=== ENTRIES SUPPLIED ===

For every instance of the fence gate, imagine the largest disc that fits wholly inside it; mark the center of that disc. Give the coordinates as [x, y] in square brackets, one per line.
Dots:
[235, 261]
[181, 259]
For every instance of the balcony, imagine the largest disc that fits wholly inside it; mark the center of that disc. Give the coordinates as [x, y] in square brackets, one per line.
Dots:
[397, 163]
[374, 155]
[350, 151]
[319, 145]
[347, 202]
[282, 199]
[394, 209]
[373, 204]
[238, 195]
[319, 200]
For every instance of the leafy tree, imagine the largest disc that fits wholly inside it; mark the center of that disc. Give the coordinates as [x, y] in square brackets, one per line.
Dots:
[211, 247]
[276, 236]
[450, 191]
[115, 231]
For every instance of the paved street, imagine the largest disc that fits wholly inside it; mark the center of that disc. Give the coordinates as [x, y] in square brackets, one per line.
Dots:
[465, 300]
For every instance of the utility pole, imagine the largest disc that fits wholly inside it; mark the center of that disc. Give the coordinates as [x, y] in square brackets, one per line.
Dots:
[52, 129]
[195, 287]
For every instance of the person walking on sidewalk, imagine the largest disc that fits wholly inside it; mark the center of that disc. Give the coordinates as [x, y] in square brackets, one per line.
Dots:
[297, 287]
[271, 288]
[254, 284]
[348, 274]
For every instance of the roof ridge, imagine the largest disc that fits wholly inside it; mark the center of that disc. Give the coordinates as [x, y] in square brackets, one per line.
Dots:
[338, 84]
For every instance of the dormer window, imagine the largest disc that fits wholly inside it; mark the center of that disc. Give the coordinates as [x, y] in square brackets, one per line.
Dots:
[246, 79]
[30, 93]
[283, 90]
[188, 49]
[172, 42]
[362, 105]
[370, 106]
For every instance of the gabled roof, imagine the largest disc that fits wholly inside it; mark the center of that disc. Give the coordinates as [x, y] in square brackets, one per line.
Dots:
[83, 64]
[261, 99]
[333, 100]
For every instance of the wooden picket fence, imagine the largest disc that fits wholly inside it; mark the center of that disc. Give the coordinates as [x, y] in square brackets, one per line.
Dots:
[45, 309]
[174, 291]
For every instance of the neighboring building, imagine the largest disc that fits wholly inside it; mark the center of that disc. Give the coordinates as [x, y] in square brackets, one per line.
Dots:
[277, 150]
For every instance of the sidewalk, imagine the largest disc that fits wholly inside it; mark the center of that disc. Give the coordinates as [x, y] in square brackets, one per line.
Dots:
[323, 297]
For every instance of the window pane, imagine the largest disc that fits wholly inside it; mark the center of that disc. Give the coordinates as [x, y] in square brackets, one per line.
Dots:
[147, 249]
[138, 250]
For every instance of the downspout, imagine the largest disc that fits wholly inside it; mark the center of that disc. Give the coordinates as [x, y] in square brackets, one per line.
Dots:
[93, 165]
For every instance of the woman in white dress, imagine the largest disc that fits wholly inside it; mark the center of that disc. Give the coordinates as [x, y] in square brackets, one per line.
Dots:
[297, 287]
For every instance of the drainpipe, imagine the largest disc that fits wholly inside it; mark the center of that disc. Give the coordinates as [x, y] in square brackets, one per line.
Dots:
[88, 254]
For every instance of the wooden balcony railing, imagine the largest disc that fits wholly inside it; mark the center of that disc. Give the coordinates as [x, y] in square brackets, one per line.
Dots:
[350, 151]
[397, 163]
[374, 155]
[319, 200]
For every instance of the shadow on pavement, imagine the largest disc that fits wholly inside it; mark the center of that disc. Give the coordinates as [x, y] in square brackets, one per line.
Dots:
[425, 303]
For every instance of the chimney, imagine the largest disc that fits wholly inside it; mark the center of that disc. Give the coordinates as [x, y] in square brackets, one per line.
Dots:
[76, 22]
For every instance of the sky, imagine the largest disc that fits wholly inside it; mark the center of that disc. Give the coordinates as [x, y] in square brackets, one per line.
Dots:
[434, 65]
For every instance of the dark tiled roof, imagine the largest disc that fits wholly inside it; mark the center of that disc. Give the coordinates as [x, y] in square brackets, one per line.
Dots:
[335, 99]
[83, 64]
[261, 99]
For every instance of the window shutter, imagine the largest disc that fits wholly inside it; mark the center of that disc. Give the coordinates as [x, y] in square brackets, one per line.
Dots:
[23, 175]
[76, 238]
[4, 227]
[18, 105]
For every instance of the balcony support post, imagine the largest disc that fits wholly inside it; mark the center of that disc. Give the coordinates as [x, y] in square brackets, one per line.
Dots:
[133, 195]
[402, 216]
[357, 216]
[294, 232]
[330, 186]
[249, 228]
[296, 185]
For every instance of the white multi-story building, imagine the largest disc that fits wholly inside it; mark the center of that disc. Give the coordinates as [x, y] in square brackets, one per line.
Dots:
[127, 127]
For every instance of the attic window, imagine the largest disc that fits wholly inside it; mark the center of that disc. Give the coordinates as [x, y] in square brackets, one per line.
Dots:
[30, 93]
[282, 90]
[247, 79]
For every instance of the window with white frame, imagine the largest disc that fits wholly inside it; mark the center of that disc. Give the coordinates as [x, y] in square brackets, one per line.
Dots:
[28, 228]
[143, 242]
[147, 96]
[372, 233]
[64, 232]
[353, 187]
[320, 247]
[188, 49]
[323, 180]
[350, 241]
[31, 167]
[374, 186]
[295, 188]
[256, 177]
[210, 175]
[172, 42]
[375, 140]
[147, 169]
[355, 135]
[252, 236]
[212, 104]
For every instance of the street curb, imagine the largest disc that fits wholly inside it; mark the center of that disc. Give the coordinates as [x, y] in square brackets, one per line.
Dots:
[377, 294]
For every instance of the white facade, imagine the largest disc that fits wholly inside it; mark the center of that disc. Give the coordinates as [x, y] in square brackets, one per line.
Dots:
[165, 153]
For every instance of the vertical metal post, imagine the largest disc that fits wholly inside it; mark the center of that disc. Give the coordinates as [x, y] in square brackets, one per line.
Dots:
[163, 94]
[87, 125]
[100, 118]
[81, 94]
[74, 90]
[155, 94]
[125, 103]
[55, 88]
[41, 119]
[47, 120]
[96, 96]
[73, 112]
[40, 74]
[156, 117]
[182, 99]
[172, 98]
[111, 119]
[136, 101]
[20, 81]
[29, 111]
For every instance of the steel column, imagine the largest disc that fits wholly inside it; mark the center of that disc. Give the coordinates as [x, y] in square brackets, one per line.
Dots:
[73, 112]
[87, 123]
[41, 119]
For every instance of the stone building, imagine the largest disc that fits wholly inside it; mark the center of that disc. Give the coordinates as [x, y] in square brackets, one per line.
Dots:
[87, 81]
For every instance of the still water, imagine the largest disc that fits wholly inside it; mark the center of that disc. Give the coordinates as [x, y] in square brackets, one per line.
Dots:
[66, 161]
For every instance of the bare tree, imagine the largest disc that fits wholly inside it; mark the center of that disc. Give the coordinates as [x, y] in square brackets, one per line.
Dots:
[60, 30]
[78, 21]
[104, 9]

===

Write the entries above out again. Match them exactly.

YOUR SOLUTION:
For every instance of the fence gate, imagine the largest disc that fits wholly inside it; mark the center of that disc. Give the coordinates as [x, y] in square brackets, one per line.
Dots:
[235, 261]
[181, 259]
For every instance of the balcony, imagine the largest disc that fits wholly inside it; mark the center of that disc. Give the coordinates as [x, y] in square brackets, one per line.
Dots:
[397, 163]
[374, 155]
[350, 151]
[319, 145]
[347, 202]
[282, 199]
[394, 209]
[373, 204]
[238, 195]
[319, 200]
For every instance of the leafy tree, imagine the largest disc that fits wholly inside it; mark the center of that disc. Give the coordinates as [x, y] in square brackets, one per line.
Dots:
[211, 247]
[276, 236]
[450, 191]
[115, 231]
For every instance of the paved street, imagine the largest disc that fits wholly inside it; mark the center of that disc. Give the coordinates as [x, y] in square brackets, one per line.
Dots:
[465, 300]
For every instance of the utility pole, imagine the largest disc that fits wholly inside it; mark the center of that disc. Give the coordinates as [x, y] in square brackets, one per line.
Dots:
[52, 129]
[195, 287]
For every instance of the person walking on sidewalk, imagine the largest disc that fits wholly inside it; mark the center of that disc. Give the coordinates as [x, y] in square brackets, one per line.
Dots:
[297, 287]
[271, 288]
[254, 284]
[348, 274]
For every instance of the roof ridge, imagine the largest disc that fits wholly inside it; mark the center of that disc. Give the coordinates as [x, y] in square brackets, one per line.
Dots:
[338, 84]
For every instance of the dormer window, imagine the largest disc that fits wholly inside it; mark the center of that disc. Give the coordinates as [x, y] in square brackets, one per line.
Dots:
[246, 79]
[30, 93]
[283, 90]
[188, 49]
[172, 42]
[362, 105]
[370, 106]
For every instance of the gabled roof, imagine the largest disc that fits wholly inside it; mark the center of that disc. Give the coordinates as [x, y] in square brackets, one per line.
Dots:
[83, 64]
[261, 99]
[333, 100]
For every instance of the wooden picket fence, imagine the largest disc that fits wholly inside it; mark the center of that disc. Give the coordinates as [x, y] in square brackets, one per line.
Dots:
[45, 309]
[174, 291]
For every instance of the neighboring building, imagine the largest disc that fits wholly inside it; mark the center of that disc. Give the coordinates as [x, y] in square brackets, one per line.
Dots:
[277, 150]
For every instance of the sidewalk, imagine the largest disc that fits wholly inside it; mark the center of that disc. Give the coordinates as [x, y] in square brackets, one per line.
Dots:
[323, 297]
For every instance of the window pane, imagine the largest disc that fits wholly inside it; mark the center of that disc. Give the coordinates as [x, y] in square brackets, one per line.
Dots:
[147, 249]
[138, 250]
For every instance of the downspout, imagine the largest disc that fits wholly inside it; mark the center of that disc. Give the coordinates as [x, y] in square brackets, one per line.
Dots:
[93, 165]
For every instance of the woman in white dress, imagine the largest disc that fits wholly inside it; mark the center of that disc. Give the coordinates as [x, y] in square brackets, one per line.
Dots:
[297, 287]
For every instance of the drainpipe, imagine the largest disc that fits wholly inside it; mark the center of that disc. Give the coordinates as [x, y] in square brackets, one per line.
Dots:
[88, 254]
For every instance of the wooden balcony railing, imagine the largest disc that fits wholly inside it; mark the center of that disc. Give the coordinates as [x, y] in square brackets, one per line.
Dots:
[350, 151]
[397, 163]
[374, 155]
[319, 200]
For every instance of the shadow on pavement, imagine the largest disc that fits wholly inside it; mark the center of that disc. Give the coordinates as [x, y] in square brackets, one per line.
Dots:
[425, 303]
For every instance of the chimney, imagine the largest disc that fits wholly inside it; mark the center of that disc. Give the coordinates as [x, y] in square brackets, one per line.
Dots:
[76, 22]
For every instance of the sky, imagine the largest disc that fits wholly inside it; mark the center of that disc. Give the coordinates as [x, y] in square brackets, one per line.
Dots:
[434, 65]
For every instance of the dark tiled roof, imagine the largest disc that fits wholly inside it; mark the center of that disc. Give the coordinates as [x, y] in square brackets, one per line.
Dots:
[335, 99]
[83, 64]
[261, 99]
For every instance of the window shutter, imagine the largest disc that fits wholly inside it; mark the center of that disc. Give the coordinates as [x, y] in square brackets, one per line.
Dots:
[23, 175]
[76, 238]
[4, 227]
[18, 105]
For every instance of the balcony support post, imagine the largest disc that fits wholly inside it; mark the center of that disc. Give the coordinates as [x, y] in square brackets, one per line.
Dots:
[133, 195]
[402, 216]
[357, 216]
[294, 232]
[330, 186]
[249, 228]
[296, 185]
For every instance of the white multi-story building, imagine the largest disc that fits wholly inside it; mark the center of that disc. Give the coordinates as [x, y] in square brackets, one per line.
Dots:
[127, 127]
For every instance of the attic window, imagine the largest disc that fits wholly inside it; mark the center of that disc. Give the coordinates as [x, y] in square brackets, one per line.
Dots:
[30, 93]
[282, 90]
[247, 79]
For every instance of the window with white frame, imagine the largest disc that fits wholly inside it; mark the center of that disc. Give the coordinates as [x, y] in square brackets, one per line.
Dots:
[28, 228]
[143, 242]
[147, 96]
[372, 233]
[64, 232]
[353, 187]
[320, 247]
[188, 49]
[323, 180]
[350, 241]
[31, 167]
[374, 186]
[295, 188]
[256, 177]
[210, 175]
[172, 42]
[375, 140]
[147, 169]
[355, 135]
[252, 236]
[212, 104]
For every instance of the street curb, imagine the largest disc that fits wholly inside it; mark the center of that disc. Give the coordinates as [x, y] in square brackets, one per line.
Dots:
[377, 294]
For every instance of the white facade, imagine the largest disc that fits wholly inside it; mark the center of that disc. Give the coordinates as [x, y] in square brackets, one per line.
Dots:
[165, 153]
For every instance of the vertical metal post, imagine the largest disc that fits wholly inside it; mark the center of that disc. Give the coordinates as [x, y] in square brackets, one per line.
Dots:
[163, 94]
[87, 125]
[100, 118]
[81, 94]
[74, 90]
[155, 94]
[125, 103]
[55, 88]
[41, 119]
[47, 120]
[96, 96]
[73, 112]
[40, 74]
[156, 117]
[182, 99]
[172, 98]
[111, 119]
[136, 101]
[20, 81]
[29, 111]
For every instance of the steel column, imagine the largest disc that fits wholly inside it; mark the center of that disc. Give the coordinates as [x, y] in square brackets, one per line.
Dots:
[73, 112]
[87, 123]
[41, 119]
For every instance of the stone building, imagine the largest disc that fits wholly inside it; mark the center of that disc. Give the coordinates as [x, y] in square brackets, one per line.
Dots:
[87, 81]
For every instance of the still water, imagine the largest disc that fits wholly inside it; mark the center of that disc. Give the coordinates as [x, y] in square brackets, one per line.
Dots:
[66, 161]
For every instance of the bare tree, imagine the largest disc that fits wholly inside it; mark the center of that disc. Give the coordinates as [x, y] in square brackets, one per line.
Dots:
[60, 30]
[78, 21]
[104, 9]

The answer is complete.